- Opening Delimiter -

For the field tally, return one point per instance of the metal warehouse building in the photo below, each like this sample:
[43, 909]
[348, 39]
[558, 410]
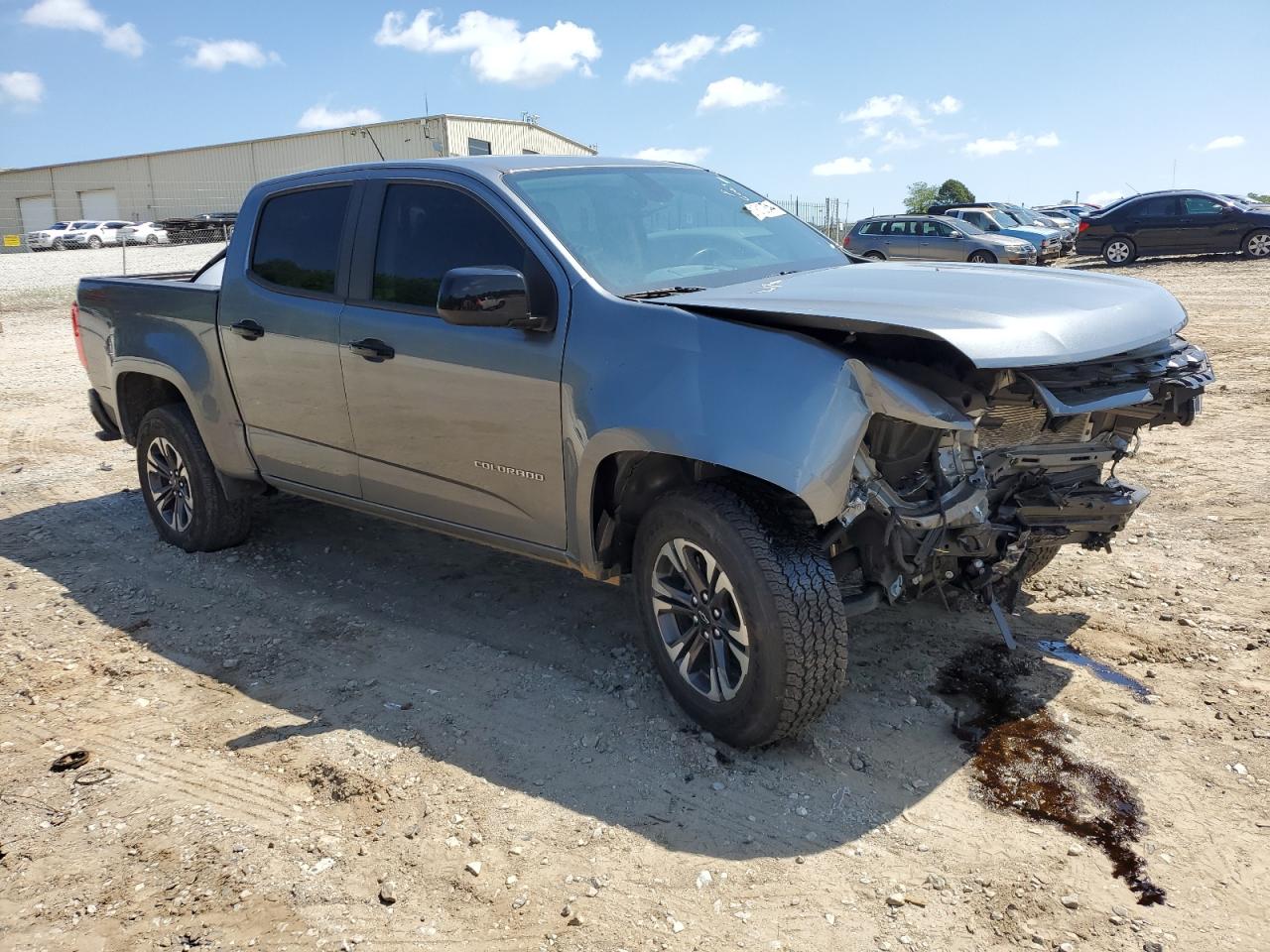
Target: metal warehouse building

- Closing Delimiter -

Without the pictures, give back the entries exactly.

For the field tally, return one point per instance of the metal warehouse building in the photo below, each like this sample:
[43, 909]
[348, 39]
[558, 410]
Target: metal warehouse building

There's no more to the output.